[Natural language region descriptions]
■ ■ ■
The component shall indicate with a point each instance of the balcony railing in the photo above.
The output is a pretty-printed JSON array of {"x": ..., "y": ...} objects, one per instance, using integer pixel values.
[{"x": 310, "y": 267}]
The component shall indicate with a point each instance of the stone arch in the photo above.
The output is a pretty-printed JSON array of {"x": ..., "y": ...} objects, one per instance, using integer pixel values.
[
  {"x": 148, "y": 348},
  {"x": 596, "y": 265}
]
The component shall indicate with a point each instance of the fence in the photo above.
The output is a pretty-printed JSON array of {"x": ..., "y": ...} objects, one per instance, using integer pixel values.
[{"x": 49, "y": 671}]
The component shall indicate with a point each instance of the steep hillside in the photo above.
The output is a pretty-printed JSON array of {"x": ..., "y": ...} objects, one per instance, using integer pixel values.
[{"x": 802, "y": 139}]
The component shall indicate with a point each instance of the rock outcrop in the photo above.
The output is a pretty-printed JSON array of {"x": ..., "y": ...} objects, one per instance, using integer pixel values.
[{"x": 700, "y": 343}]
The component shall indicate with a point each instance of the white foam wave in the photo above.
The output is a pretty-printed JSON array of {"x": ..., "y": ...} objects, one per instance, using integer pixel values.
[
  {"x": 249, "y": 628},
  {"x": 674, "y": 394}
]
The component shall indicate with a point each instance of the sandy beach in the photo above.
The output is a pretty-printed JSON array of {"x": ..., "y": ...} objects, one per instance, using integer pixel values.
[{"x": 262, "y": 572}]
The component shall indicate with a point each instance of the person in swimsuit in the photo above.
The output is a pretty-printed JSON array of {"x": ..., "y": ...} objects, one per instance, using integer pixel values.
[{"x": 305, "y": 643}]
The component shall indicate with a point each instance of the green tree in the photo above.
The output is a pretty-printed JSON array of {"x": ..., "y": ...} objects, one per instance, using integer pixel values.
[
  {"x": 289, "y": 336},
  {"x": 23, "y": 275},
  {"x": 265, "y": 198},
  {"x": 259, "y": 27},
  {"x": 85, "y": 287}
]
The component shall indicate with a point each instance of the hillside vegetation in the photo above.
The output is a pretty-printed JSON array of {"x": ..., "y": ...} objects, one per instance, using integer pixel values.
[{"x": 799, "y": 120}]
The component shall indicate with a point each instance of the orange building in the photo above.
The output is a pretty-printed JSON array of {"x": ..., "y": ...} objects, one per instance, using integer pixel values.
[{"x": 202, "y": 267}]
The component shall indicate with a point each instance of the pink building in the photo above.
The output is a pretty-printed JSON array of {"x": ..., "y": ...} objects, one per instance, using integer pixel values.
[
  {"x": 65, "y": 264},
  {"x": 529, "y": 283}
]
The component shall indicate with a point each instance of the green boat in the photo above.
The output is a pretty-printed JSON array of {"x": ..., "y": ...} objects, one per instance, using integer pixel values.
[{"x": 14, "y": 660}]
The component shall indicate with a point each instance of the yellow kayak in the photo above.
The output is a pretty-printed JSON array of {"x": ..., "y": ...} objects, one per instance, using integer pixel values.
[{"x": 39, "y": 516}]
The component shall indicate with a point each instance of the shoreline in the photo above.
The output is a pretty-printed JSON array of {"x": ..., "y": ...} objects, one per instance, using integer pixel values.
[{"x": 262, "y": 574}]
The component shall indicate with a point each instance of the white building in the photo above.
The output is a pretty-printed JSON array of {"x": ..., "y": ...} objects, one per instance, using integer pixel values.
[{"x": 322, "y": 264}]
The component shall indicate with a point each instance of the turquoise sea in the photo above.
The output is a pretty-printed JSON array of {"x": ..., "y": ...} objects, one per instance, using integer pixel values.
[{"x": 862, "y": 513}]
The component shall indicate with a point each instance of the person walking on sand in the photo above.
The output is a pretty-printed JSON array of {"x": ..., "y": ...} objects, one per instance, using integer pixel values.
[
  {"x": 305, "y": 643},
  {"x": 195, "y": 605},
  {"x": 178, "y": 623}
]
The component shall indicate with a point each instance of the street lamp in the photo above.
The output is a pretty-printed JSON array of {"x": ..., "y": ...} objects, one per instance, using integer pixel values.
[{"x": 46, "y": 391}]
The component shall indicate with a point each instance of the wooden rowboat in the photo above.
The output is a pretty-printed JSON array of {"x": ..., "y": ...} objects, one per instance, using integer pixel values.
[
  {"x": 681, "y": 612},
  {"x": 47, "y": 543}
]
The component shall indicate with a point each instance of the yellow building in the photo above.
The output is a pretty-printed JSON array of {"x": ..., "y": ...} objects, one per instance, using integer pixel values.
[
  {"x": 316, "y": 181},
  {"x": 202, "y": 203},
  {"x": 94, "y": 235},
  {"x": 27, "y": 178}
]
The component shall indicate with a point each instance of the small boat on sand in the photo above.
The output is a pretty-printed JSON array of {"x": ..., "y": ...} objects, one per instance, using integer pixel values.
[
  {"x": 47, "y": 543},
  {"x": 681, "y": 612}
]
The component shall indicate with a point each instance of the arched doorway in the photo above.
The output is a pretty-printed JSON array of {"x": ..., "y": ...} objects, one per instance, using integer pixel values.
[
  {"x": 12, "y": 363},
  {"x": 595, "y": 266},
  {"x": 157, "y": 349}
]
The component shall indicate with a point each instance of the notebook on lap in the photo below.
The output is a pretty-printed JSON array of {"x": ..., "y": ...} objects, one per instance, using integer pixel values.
■ ■ ■
Work order
Your answer should consist of every record, restated exactly.

Result of this exercise
The component shall indicate with a point each instance of the balcony railing in the photo above.
The output is a pretty-printed JSON array of {"x": ..., "y": ...} objects, one per instance, using integer pixel values.
[{"x": 310, "y": 267}]
The component shall indicate with a point each instance of the stone arch in the photo above.
The output is a pretty-printed JSON array of {"x": ..., "y": ...} objects, one per instance, using integer pixel values.
[
  {"x": 148, "y": 348},
  {"x": 596, "y": 265}
]
The component shall indicate with a point each instance of the fence in the photo above.
The output is a pretty-printed JSON array of {"x": ..., "y": ...} objects, one per instance, using integer pixel values.
[{"x": 49, "y": 671}]
The component shall indicate with a point each instance of the steep hillside in the photo above.
The output is a pretty-printed JSON array of {"x": ..., "y": ...} objects, one per instance, using integer pixel values.
[{"x": 802, "y": 139}]
The component shall indicate with a point each instance of the rock outcrop in the photo above.
The output is a pretty-printed JSON array of {"x": ..., "y": ...} objects, one per instance, using integer pixel values.
[{"x": 700, "y": 343}]
The component shall indicate with a point each instance of the white foam wave in the photo above.
The output is a pretty-printed JSON array of {"x": ..., "y": ...} objects, one per instance, using integer pixel values.
[
  {"x": 249, "y": 628},
  {"x": 674, "y": 394}
]
The component shall indicate with a point each instance of the sandy beach in the photo above.
The output is a pretty-printed JSON array of {"x": ..., "y": ...} objects, one per instance, using integer pixel values.
[{"x": 262, "y": 572}]
The component shall indicate with a point each instance of the person in swimsuit in the photo above.
The output is a pretty-printed JSON array of {"x": ..., "y": ...} objects, one per instance, using integer pixel values.
[{"x": 305, "y": 643}]
The component shall indicate with a point each instance of the green tree in the photo above.
The output is a pretty-printed JSON array of {"x": ..., "y": ...} objects, one per instance, using integer pixel values.
[
  {"x": 289, "y": 336},
  {"x": 23, "y": 275},
  {"x": 265, "y": 198},
  {"x": 259, "y": 27},
  {"x": 85, "y": 287}
]
The component shall indicate with a point each instance of the hillside vegetation in the photo above.
The output is a pretty-printed JSON array of {"x": ..., "y": ...} objects, one per instance, using integer pixel values.
[{"x": 799, "y": 120}]
The component shall indicate with a point each instance of the orange building in the photo above.
The output is a pretty-printed JSON array of {"x": ..., "y": ...} objects, one per instance, using integer pixel values.
[{"x": 202, "y": 267}]
The component shall indicate with a point each instance of the pink building in the photo above.
The output is a pretty-printed JSON array of {"x": ..., "y": ...} objects, one per instance, using integer pixel values.
[
  {"x": 65, "y": 264},
  {"x": 529, "y": 283}
]
The component shall indicate with a point each instance of the green boat in the photo above.
The output is a pretty-printed JSON array of {"x": ..., "y": ...} objects, one per instance, using integer pixel values.
[{"x": 14, "y": 660}]
The component shall indicate with a point each instance of the yellow kayak in the photo above.
The output is a pretty-printed JSON array of {"x": ..., "y": ...} objects, one per instance, using integer pixel values.
[{"x": 39, "y": 516}]
The component shall indicate with a point each instance of the shoreline in the photo above.
The output is a pretty-printed JSON array of {"x": ..., "y": ...} objects, one per instance, using integer pixel values.
[{"x": 262, "y": 574}]
The component shall indicate with a point each instance of the white building in the photo above.
The output is a pretty-printed JSON array of {"x": ..., "y": ...} objects, one per instance, using integer pixel values.
[{"x": 322, "y": 264}]
The component shall indicate with a point each instance of the turquoise sea in the photo above.
The output is a pretty-printed JSON array of {"x": ..., "y": ...} objects, one per instance, using integer pixel values.
[{"x": 862, "y": 513}]
The component shall indicate with a point each instance of the person walking on sand in the photo above.
The output is a pretty-printed JSON array of {"x": ..., "y": ...} objects, one per instance, using integer pixel values.
[
  {"x": 305, "y": 643},
  {"x": 195, "y": 605},
  {"x": 178, "y": 623}
]
The component shall indicate with a point each instance of the street lamp in the photo above.
The output is a pretty-printed JSON array of {"x": ..., "y": ...} objects, one per instance, using integer pixel values.
[{"x": 46, "y": 391}]
The component shall indicate with a point each instance of the wooden rowboat in the photo above.
The output is a pretty-printed JSON array of {"x": ..., "y": ...} objects, one per instance, using integer pixel values.
[
  {"x": 681, "y": 612},
  {"x": 47, "y": 543}
]
The component shall indicate with a point each instance of the yellow building in the photo above.
The output is a pretty-printed JSON array of {"x": ..., "y": ...} objects, one per instance, using integer pixel values.
[
  {"x": 316, "y": 181},
  {"x": 202, "y": 203},
  {"x": 94, "y": 235},
  {"x": 27, "y": 178}
]
The component shall indicate with a point each instance of the small boat on sand in the photo above.
The output is a pretty-printed JSON array of {"x": ..., "y": ...} objects, one per instance, using integer pixel values.
[
  {"x": 47, "y": 543},
  {"x": 681, "y": 612}
]
The component shall indicate with a point each instance of the arched doorway in the photo above.
The output is a pretty-printed JSON array of {"x": ..., "y": ...} objects, one per instance, using integer pixel values.
[
  {"x": 12, "y": 363},
  {"x": 595, "y": 266},
  {"x": 157, "y": 349}
]
The component shall indicate with a point each instance of the notebook on lap in the photo below.
The output is a pretty-printed JSON array of {"x": ..., "y": ...} objects, one per instance, using integer pixel values.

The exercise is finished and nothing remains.